> _Consegna_
Riporta parola per parola, dal brano sulla partenza dei Mille da Quarto, il tratto che va da "Dopo un paio" fino a "cosa stava succedendo?".

> _Brano fornito_

Al di là della retorica risorgimentale, l’impresa di Giuseppe Garibaldi che libera la Sicilia dai Borboni e getta le basi per la riunificazione italiana non parte sotto i migliori auspici, tra difficoltà logistiche e improvvisazione. Ma i «poteri forti» del tempo hanno deciso che quello sbarco si deve fare a tutti i costi…
Lo scoglio sta al suo posto da quando Genova non esisteva nemmeno. Intatto e immobile nei secoli dei secoli, giusto con un profilo appena addolcito dalle mareggiate. Però una citazione nella storia l’ha conquistata quando, nella notte del 5 maggio 1860, Garibaldi con le camicie rosse partì alla conquista del Sud.
Da allora non è più una roccia qualunque. È lo scoglio di Quarto dei Mille che – neanche si trattasse di un santuario – è diventato la meta del pellegrinaggio di una quantità di associazioni che, quella partenza, hanno già idealizzato e trasformato in mito.
I libri di storia della scuola se la sbrigano con il descrivere l’abbordaggio ai due bastimenti come l’agguato di un commando, capace di colpire come fulmine per dileguarsi come ombra. In realtà l’operazione si rivelò un po’ più complicata. Le caldaie del primo battello – il «Piemonte» – fecero il loro dovere ma quelle dell’altro – il «Lombardo» – non ne vollero sapere di avviarsi. Qualche accenno di movimento, come un colpo di tosse, poi gli ingranaggi tornarono ad ammutolirsi.
Dopo un paio d’ore di bestemmie, i normali macchinisti si arresero e vennero sostituiti da due ingegneri, Orlando e Campo, che cominciarono ad armeggiare su quei congegni senza peraltro venirne a capo. Smontarono qualche pezzo e lo lubrificarono con petrolio ma, al momento di avviarsi, i motori non prendevano tono. Con la luce dell’alba, per colpa di un pistone reazionario, l’impresa dei Mille correva il rischio di fallire prima di cominciare
Giuseppe Garibaldi, con i suoi uomini in camicia rossa, aspettava i due bastimenti sullo scoglio di Quarto, qualche miglia marina fuori dal porto. C’erano i volontari, le fidanzate, le amiche, le compagne di una notte e una folla di curiosi «avidi di vederci e di salutarci». Via via che il tempo passava, l’entusiasmo diventava inquietudine e l’inquietudine si trasformava in affanno. Che cosa stava succedendo?

> _Dati forniti_
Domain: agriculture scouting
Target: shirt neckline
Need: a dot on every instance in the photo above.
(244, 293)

> _Risultato finale_
Dopo un paio d’ore di bestemmie, i normali macchinisti si arresero e vennero sostituiti da due ingegneri, Orlando e Campo, che cominciarono ad armeggiare su quei congegni senza peraltro venirne a capo. Smontarono qualche pezzo e lo lubrificarono con petrolio ma, al momento di avviarsi, i motori non prendevano tono. Con la luce dell’alba, per colpa di un pistone reazionario, l’impresa dei Mille correva il rischio di fallire prima di cominciare
Giuseppe Garibaldi, con i suoi uomini in camicia rossa, aspettava i due bastimenti sullo scoglio di Quarto, qualche miglia marina fuori dal porto. C’erano i volontari, le fidanzate, le amiche, le compagne di una notte e una folla di curiosi «avidi di vederci e di salutarci». Via via che il tempo passava, l’entusiasmo diventava inquietudine e l’inquietudine si trasformava in affanno. Che cosa stava succedendo?